<<<<

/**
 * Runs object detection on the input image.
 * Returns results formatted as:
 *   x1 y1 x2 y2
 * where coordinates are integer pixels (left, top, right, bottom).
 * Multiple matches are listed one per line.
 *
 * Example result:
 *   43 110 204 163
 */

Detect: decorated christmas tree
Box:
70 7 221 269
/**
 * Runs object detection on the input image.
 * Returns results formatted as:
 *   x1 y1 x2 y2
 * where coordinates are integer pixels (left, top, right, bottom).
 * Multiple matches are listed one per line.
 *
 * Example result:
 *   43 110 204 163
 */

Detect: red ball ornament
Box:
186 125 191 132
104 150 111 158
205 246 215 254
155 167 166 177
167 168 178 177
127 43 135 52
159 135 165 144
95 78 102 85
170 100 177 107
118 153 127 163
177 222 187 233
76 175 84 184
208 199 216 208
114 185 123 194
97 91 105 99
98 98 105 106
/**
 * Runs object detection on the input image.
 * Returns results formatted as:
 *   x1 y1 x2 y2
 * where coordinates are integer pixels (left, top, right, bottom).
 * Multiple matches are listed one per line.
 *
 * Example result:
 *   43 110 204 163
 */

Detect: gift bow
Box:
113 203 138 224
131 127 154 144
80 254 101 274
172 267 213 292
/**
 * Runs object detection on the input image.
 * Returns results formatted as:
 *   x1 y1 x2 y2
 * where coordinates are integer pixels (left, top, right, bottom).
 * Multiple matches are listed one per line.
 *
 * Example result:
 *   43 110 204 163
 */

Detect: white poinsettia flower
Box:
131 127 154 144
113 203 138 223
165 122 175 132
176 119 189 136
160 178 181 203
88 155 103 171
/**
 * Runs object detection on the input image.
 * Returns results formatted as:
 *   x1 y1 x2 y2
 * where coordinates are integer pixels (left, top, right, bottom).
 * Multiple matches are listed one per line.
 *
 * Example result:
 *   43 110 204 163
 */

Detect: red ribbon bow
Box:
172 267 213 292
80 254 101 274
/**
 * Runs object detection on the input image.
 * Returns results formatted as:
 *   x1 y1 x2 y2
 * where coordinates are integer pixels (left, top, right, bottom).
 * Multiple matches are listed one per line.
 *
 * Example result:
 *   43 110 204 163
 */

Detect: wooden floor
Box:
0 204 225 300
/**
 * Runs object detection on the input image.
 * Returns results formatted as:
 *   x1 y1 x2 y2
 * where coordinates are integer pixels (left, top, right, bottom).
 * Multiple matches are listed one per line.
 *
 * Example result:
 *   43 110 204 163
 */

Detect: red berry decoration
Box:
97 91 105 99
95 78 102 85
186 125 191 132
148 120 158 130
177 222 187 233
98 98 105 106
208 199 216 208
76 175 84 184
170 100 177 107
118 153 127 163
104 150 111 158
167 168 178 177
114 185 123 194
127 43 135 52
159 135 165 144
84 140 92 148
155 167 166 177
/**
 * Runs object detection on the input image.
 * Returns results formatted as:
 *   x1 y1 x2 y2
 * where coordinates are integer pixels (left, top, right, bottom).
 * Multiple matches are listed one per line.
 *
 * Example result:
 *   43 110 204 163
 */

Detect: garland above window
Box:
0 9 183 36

>>>>

Your goal:
Reproduce the material above word for word, beginning with its very first line and continuing through the line that contains "88 155 103 171", including both of those lines.

Written reply:
/**
 * Runs object detection on the input image.
 * Returns results formatted as:
 *   x1 y1 x2 y2
 * where coordinates are integer pixels (left, top, right, bottom).
 * Multiple matches are listed one per line.
 *
 * Example result:
 *   43 110 204 163
 */

Detect: decorated christmas tree
Box:
70 7 221 269
/**
 * Runs object detection on the input image.
 * Returns results formatted as:
 *   x1 y1 x2 y2
 * where coordinates are integer pixels (left, top, right, bottom).
 * Multiple matches are listed one per line.
 *
 * Example result:
 *   43 110 204 163
 */

Detect: red ball ornament
Box:
186 125 191 132
104 150 111 158
205 246 215 254
155 167 166 177
167 168 178 177
127 43 135 52
159 135 165 144
95 78 102 85
170 100 177 107
118 153 127 163
177 222 187 233
76 175 84 184
208 199 216 208
114 185 123 194
97 91 105 99
98 98 105 106
/**
 * Runs object detection on the input image.
 * Returns results formatted as:
 *   x1 y1 x2 y2
 * where coordinates are integer pixels (left, top, right, bottom).
 * Multiple matches are listed one per line.
 *
 * Example result:
 *   43 110 204 163
 */

Detect: gift bow
Box:
113 203 138 224
131 127 154 144
80 254 101 274
172 267 213 292
/**
 * Runs object detection on the input image.
 * Returns results formatted as:
 *   x1 y1 x2 y2
 * where coordinates are integer pixels (left, top, right, bottom).
 * Multiple matches are listed one per line.
 *
 * Example result:
 *   43 110 204 163
 */

Detect: white poinsettia flower
Box:
131 127 154 144
113 203 138 223
165 122 175 132
176 119 189 136
160 178 181 203
88 155 103 171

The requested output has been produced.